Stored data:
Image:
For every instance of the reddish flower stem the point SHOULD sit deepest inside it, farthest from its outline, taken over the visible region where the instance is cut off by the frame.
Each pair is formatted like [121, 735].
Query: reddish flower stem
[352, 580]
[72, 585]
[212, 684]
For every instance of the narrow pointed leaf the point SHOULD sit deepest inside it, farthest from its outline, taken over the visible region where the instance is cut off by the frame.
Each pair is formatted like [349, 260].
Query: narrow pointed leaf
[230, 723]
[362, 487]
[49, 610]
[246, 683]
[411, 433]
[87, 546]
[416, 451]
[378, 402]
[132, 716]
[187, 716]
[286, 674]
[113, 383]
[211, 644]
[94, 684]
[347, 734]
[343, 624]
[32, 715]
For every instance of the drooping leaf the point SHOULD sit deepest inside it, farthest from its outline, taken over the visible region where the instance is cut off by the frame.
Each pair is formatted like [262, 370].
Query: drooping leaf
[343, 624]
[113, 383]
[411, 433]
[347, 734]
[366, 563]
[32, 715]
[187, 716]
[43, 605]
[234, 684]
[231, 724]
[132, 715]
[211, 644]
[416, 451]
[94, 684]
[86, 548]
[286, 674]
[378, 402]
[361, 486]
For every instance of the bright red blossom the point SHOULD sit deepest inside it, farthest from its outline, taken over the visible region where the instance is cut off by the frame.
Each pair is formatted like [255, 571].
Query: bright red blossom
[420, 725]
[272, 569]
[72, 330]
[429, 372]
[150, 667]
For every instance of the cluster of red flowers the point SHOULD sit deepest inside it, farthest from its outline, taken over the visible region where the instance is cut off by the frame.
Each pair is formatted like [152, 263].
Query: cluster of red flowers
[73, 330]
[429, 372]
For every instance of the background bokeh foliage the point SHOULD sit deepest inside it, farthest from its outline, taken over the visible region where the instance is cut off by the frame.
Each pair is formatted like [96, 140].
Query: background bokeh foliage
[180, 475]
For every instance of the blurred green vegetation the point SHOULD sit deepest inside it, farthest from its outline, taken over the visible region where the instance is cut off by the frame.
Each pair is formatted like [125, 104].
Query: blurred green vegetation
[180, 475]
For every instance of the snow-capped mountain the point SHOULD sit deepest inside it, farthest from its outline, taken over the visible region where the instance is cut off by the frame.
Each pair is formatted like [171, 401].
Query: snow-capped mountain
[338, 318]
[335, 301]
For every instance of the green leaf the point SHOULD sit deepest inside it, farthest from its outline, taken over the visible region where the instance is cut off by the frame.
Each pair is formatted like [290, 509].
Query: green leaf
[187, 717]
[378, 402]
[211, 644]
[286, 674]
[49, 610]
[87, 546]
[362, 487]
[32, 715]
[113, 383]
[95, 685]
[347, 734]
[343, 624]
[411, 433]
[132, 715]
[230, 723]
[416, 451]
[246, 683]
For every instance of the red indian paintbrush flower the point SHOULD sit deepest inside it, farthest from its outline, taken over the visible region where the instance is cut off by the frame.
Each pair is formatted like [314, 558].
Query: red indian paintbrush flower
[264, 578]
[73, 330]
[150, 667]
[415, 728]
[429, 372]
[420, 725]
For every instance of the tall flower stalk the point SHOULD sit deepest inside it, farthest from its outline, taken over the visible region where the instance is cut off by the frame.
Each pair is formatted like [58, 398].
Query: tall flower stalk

Aim of the task:
Reproduce the final stretch of the data above: every line from the one holding "For every instance of the red indian" through the end, inclusive, exactly as written and nothing else.

Response to the exercise:
For every instance of the red indian paintbrush flower the point SHOULD sit deepest inside it, farthest from its outline, taken over the visible region where the instance is cut off by the frame.
Each pair is formatted like [314, 558].
Query: red indian paintbrush flower
[264, 578]
[73, 330]
[150, 667]
[415, 728]
[429, 372]
[420, 725]
For every instance of the tall flower stalk the point SHOULD sit deepest inside it, farthest from its outline, taken over the visible region where the instance is cut off by the frame.
Each pair is formatted like [58, 398].
Query: tall flower stalk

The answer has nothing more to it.